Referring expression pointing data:
= Beginning of Section =

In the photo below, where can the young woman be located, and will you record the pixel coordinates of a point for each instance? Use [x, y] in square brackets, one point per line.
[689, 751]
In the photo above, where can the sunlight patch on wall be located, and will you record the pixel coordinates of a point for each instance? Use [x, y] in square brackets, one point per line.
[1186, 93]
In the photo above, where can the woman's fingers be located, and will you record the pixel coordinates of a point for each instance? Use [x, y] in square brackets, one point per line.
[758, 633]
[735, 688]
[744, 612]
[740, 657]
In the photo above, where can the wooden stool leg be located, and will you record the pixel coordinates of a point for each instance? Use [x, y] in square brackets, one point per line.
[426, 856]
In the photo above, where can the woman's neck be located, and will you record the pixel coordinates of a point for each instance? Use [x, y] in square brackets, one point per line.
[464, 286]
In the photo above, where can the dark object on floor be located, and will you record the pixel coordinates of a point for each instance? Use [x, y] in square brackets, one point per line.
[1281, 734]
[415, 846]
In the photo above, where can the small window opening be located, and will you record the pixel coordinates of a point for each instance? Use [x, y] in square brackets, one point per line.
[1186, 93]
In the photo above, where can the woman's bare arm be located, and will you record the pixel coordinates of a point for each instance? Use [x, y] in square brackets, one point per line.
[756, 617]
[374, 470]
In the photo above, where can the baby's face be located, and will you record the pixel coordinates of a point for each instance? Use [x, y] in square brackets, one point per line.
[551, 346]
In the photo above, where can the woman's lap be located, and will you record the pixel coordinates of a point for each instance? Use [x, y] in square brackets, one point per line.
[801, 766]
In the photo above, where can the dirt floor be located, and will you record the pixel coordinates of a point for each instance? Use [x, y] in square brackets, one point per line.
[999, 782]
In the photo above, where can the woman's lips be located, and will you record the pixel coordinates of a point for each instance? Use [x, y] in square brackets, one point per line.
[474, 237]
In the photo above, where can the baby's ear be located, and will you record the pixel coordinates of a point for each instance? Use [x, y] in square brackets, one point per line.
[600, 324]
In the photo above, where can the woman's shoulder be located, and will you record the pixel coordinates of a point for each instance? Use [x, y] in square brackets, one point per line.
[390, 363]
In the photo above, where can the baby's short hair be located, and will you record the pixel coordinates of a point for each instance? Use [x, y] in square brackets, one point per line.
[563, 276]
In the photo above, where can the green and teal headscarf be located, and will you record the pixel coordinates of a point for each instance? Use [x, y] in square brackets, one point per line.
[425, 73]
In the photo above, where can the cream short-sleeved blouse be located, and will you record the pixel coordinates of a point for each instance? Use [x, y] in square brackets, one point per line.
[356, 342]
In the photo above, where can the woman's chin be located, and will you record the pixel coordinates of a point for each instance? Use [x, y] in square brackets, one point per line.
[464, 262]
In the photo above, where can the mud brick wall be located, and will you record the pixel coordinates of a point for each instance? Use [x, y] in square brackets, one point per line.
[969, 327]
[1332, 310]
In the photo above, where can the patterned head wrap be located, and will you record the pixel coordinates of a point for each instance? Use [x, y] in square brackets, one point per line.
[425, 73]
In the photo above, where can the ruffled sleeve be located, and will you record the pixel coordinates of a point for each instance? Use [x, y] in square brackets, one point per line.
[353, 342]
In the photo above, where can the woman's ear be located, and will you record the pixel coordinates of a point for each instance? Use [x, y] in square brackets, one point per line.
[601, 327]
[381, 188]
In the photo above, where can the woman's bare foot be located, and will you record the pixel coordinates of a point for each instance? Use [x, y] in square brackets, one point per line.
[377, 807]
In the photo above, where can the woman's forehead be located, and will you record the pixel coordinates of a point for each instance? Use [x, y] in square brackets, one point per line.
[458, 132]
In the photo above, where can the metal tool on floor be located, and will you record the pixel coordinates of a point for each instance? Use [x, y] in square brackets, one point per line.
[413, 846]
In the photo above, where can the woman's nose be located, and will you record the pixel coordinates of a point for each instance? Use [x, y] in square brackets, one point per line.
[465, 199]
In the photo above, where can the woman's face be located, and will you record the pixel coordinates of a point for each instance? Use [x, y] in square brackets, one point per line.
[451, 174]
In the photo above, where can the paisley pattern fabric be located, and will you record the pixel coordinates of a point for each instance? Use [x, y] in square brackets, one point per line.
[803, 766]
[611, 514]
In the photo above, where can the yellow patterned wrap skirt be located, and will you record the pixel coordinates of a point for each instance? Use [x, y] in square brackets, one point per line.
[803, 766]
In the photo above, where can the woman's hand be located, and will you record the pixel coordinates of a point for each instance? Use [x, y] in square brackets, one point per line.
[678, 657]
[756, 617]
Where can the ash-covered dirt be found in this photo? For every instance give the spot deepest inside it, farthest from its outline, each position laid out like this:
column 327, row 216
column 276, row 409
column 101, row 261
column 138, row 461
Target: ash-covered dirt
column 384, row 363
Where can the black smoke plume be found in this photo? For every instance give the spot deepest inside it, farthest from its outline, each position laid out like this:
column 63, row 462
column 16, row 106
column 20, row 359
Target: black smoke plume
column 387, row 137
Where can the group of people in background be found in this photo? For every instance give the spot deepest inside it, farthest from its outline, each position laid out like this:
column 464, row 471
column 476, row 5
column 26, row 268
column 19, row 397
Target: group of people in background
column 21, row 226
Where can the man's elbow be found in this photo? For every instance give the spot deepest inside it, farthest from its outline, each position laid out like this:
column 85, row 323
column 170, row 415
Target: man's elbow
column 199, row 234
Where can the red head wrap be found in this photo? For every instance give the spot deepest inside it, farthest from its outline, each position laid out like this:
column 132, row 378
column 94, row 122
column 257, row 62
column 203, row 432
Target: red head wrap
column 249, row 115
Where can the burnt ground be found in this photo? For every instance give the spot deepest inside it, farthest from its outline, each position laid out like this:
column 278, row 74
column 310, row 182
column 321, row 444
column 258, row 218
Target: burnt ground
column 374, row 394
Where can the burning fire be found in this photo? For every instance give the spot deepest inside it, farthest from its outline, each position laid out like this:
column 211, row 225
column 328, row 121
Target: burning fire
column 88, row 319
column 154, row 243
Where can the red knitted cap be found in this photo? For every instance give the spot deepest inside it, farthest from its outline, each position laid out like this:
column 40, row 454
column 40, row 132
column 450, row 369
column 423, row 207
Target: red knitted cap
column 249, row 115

= End of Section =

_Task to carry out_
As the exercise requires, copy out the data shown above word for word.

_Solution to the problem_
In the photo below, where can the young woman be located, and will you record the pixel coordinates of a point for each instance? Use [x, y] in square brackets, one point per line.
[689, 751]
In the photo above, where can the sunlight patch on wall be located, and will you record the pixel coordinates of a point for each instance? Use [x, y] in square brackets, one point per line.
[1186, 93]
In the photo above, where can the woman's fingers be located, and will you record the pixel coordinates of a point for each instance? Use [x, y] in square brackets, one point per line.
[758, 633]
[735, 688]
[744, 612]
[740, 657]
In the photo above, where can the wooden stool leg be located, and will you record the pixel coordinates of a point for each instance? Use [x, y] in square brackets, one point per line.
[426, 856]
In the photo above, where can the woman's neck be located, and will you record the pixel coordinates of a point for each instance? Use [x, y] in square brackets, one point per line.
[464, 286]
In the photo above, where can the dark object on floor be located, and will you record the pixel coordinates of a point for each instance? Use [x, y] in square brackets, one point per line.
[1281, 734]
[415, 846]
In the photo above, where can the small window opening be located, and will you record the pixel coordinates of a point for each instance? Use [x, y] in square brackets, one point per line.
[1186, 93]
In the photo above, where can the woman's bare arm be located, and will you record the pixel coordinates of a point for each instance? Use [x, y] in square brackets, one point per line.
[756, 617]
[374, 470]
In the photo above, where can the baby's face be located, and will you record the pixel coordinates of a point for each instance? Use [x, y] in square brackets, one point per line.
[551, 346]
In the photo above, where can the woman's lap be located, and will you record the pixel coordinates of a point for each instance? Use [x, y] in square brackets, one point per line.
[801, 766]
In the photo above, where can the dirt floor be located, and will you record the pixel coordinates of a point for each instance? Use [x, y] in square brackets, one point per line.
[999, 782]
In the photo above, where can the woman's lips be located, and will you record the pixel coordinates of a point for each instance? Use [x, y] in square brackets, one point per line.
[474, 237]
In the photo above, where can the baby's ear be located, and will you record the pixel coordinates of a point for each instance? Use [x, y] in square brackets, one point per line.
[600, 324]
In the photo above, where can the woman's shoulder be located, and will you record the pixel coordinates of a point for each instance? Use [x, y] in square brackets, one point per line.
[390, 363]
In the photo above, where can the baby's short hair be located, and will you record the pixel coordinates of a point for each instance? Use [x, y] in square brackets, one point per line.
[563, 276]
In the photo above, where can the green and teal headscarf be located, and will you record the pixel coordinates of a point for each instance? Use [x, y] in square brackets, one point per line.
[425, 73]
In the photo above, where can the cream short-sleeved blouse be located, and will you record the pixel coordinates of a point for each instance? Use [x, y] in square brackets, one point per line.
[356, 342]
In the photo above, where can the woman's chin be located, and will you record the pixel coordinates of a point for each instance? Use [x, y] in square brackets, one point per line.
[464, 262]
In the photo above, where can the mud brick wall be located, and will you record the pixel coordinates of a point for each instance? Use [x, y] in square brackets, one point per line.
[969, 327]
[1332, 310]
In the photo above, where can the patterned head wrap be located, and will you record the pixel coordinates of a point for each instance? Use [x, y] in square brackets, one point per line.
[425, 73]
In the photo above, where can the ruffled sleeve be located, and will you record the pixel coordinates of a point for each instance? Use [x, y] in square brackets, one point per line.
[353, 342]
In the photo above, where can the woman's ear be located, and will you record the pixel coordinates of a point for each instance? Use [x, y] in square brackets, one point per line.
[601, 327]
[381, 188]
In the photo above, where can the woman's bare foot be located, and will you record the pixel coordinates of a point for each instance? Use [x, y] in square brackets, one point per line.
[377, 807]
In the photo above, where can the woman's forehead be located, and will you record the pixel coordinates of a point for each instance? Use [x, y] in square brackets, one point per line.
[458, 132]
In the photo above, where can the metal tool on floor be located, and will you record the pixel coordinates of a point for each instance? Use [x, y] in square brackets, one point per line.
[413, 846]
In the photo above, where can the woman's nose be located, and will you record the pixel coordinates of a point for each instance? Use [x, y] in square brackets, one point per line.
[465, 199]
In the photo above, where can the woman's face be located, and will you record the pixel coordinates of a point for each instance? Use [x, y] in square brackets, one point per line.
[451, 174]
In the photo above, where can the paisley pattern fabric be located, and will you record the pixel coordinates of a point for each instance? Use [x, y] in square brackets, one point per line.
[803, 766]
[611, 514]
In the photo above, where can the yellow patterned wrap skirt be located, and will you record the pixel coordinates of a point for each instance? Use [x, y] in square brackets, one point per line.
[803, 766]
In the photo above, where can the woman's hand be located, and will you record the pixel coordinates of a point for each instance? Use [x, y] in square brackets, one point per line.
[678, 657]
[756, 617]
Where can the ash-covered dirt be found in this photo? For every instance give the spot deepest inside it, farthest from its outline, each position laid out like this:
column 327, row 216
column 276, row 409
column 101, row 261
column 138, row 461
Target: ash-covered dirt
column 384, row 363
Where can the black smoke plume be found in this photo? For every instance give the spot deepest inside it, farthest from its outline, each position laid out like this:
column 63, row 462
column 16, row 106
column 20, row 359
Target: black smoke plume
column 387, row 137
Where can the group of people in background be found in this photo? For every instance give the spot deepest inside it, farthest from its outline, each position laid out like this:
column 464, row 471
column 476, row 5
column 26, row 268
column 19, row 397
Target: group of people in background
column 21, row 226
Where can the man's elbow be found in this photo? For every instance give the spot deepest inside it, farthest from its outline, each position laid out like this:
column 85, row 323
column 170, row 415
Target: man's elbow
column 199, row 234
Where can the red head wrap be found in this photo? For every instance give the spot deepest inside it, farthest from its outline, each position laid out like this:
column 132, row 378
column 94, row 122
column 257, row 62
column 203, row 432
Target: red head wrap
column 249, row 115
Where can the burnt ground be found in this photo? For every instance give the spot deepest inside it, farthest from its outline, each position laid out like this:
column 278, row 74
column 310, row 182
column 321, row 444
column 258, row 218
Target: burnt ground
column 374, row 394
Where can the burning fire be found in this photo? For every instance give the spot deepest inside it, farthest from its outline, each position laid out like this:
column 211, row 225
column 328, row 121
Target: burning fire
column 88, row 319
column 154, row 243
Where can the red knitted cap be found in this photo? For every instance give the spot deepest inside it, farthest from its outline, each position laid out like this:
column 40, row 454
column 40, row 132
column 450, row 369
column 423, row 207
Target: red knitted cap
column 249, row 115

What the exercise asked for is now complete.